=== Text block ===

Cristina Zivko, PhD1,2, Vasiliki Mahairaki, PhD1,2

1Department of Genetic Medicine, Johns Hopkins School of Medicine, 21205 Baltimore, MD, USA

2The Richman Family Precision Medicine Center of Excellence in Alzheimer’s Disease, Johns Hopkins School of Medicine, 21205 Baltimore, MD, USA

Alzheimer's Disease (AD) is a devastating neurodegenerative disorder. It affects more than 55 million people around the globe, with the number of patients projected to more than double in the next 25 years[1]. We don’t really understand how exactly someone develops AD, with its onset, progression and specific clinical manifestations varying substantially across people.

There is no cure for AD: at best we can only modestly slow its inevitable progression. Moreover, patients respond differently to available or candidate treatments, with some not benefitting at all. Research into novel therapies for AD has had an astonishing 98% failure rate in the past 20 years[2]. Treatments that seem to work well enough to justify clinical trials, often do not translate into positive outcomes for patients.

But there’s hope: what if pre-clinical models could account for patient variability? What if we could evaluate drug efficacy by testing on a platform developed from the patients themselves?

Our precision medicine approach specifically targets that goal. Healthy individuals and different AD patients were recruited to our study. We reprogrammed their peripheral blood monocytes and generated their human induced pluripotent stem cells (iPSCs). We then checked for the presence of pluripotency markers (TRA-1-60, OCT4, NANOG) and performed spontaneous differentiation assays to confirm the iPSCs can differentiate into all three germ lineages (endoderm, ectoderm, mesoderm).

=== Extracted material ===

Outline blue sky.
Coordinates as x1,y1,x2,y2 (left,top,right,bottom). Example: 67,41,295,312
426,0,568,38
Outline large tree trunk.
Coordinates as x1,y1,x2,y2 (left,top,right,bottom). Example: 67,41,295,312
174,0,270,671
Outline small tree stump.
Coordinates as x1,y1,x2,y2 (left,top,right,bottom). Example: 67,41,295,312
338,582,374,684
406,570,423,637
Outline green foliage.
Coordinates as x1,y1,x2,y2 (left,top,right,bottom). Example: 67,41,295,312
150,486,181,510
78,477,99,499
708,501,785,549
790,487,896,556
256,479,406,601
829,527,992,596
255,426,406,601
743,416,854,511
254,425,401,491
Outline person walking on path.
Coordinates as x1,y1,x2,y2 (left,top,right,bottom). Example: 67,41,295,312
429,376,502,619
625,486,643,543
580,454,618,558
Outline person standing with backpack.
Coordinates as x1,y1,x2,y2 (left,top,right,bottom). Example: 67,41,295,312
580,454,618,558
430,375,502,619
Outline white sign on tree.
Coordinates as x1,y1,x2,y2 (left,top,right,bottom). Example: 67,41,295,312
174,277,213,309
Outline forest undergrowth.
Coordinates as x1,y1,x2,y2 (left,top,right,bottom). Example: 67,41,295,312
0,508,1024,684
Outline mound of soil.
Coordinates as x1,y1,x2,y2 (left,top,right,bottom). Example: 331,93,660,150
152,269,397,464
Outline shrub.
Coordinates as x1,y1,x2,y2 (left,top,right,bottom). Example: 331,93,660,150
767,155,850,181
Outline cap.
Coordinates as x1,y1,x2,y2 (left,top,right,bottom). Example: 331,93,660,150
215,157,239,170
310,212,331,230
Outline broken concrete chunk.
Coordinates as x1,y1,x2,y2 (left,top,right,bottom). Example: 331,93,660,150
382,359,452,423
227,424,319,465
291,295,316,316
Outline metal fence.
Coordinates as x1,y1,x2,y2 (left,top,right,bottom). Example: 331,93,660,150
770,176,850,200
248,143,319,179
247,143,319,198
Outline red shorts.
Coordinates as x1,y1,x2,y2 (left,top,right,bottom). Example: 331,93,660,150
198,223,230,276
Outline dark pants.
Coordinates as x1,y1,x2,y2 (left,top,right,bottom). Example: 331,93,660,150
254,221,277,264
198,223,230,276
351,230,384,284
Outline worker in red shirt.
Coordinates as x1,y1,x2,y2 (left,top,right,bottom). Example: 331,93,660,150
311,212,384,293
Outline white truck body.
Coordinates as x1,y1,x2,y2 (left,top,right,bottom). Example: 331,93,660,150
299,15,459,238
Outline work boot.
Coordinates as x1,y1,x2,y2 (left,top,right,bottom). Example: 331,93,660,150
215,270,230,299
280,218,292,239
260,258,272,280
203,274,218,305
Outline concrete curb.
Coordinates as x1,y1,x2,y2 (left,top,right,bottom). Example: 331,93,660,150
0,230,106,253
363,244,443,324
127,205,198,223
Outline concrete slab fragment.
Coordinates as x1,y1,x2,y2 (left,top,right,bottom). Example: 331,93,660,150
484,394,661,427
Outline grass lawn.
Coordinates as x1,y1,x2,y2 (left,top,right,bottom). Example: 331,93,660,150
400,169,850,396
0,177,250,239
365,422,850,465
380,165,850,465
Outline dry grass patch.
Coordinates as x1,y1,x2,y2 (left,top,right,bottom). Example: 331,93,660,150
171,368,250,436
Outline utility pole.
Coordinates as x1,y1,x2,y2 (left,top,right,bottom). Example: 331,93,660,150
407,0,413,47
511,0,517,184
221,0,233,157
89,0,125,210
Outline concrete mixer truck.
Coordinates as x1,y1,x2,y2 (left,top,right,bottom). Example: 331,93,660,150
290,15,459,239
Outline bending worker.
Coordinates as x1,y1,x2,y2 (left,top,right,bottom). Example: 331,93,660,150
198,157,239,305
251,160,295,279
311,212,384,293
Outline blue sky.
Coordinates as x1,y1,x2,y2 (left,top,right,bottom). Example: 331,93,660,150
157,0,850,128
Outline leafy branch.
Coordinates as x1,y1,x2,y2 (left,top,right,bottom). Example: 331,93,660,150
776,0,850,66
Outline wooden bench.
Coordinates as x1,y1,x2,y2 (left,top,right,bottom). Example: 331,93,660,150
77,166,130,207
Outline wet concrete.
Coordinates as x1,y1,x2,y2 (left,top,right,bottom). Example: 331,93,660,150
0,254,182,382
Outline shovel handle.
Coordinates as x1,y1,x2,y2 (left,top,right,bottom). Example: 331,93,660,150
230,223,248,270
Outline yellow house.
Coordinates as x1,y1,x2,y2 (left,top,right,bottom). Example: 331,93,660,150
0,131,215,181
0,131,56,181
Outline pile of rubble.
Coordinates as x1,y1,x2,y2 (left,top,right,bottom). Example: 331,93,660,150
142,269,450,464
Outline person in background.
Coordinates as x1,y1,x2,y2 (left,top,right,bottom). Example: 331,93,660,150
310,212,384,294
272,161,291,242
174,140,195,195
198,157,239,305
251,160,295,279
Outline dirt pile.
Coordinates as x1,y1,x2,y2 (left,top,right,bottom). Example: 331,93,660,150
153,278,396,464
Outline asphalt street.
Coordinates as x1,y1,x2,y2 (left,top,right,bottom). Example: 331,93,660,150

===

**Exercise prompt**
Answer these from the text on Alzheimer's disease:
1. How many people around the globe does Alzheimer's disease affect?
2. What failure rate has research into novel Alzheimer's therapies had over the past 20 years?
3. Which pluripotency markers did the researchers check for?

**Finished exercise**
1. More than 55 million people.
2. 98%.
3. TRA-1-60, OCT4 and NANOG.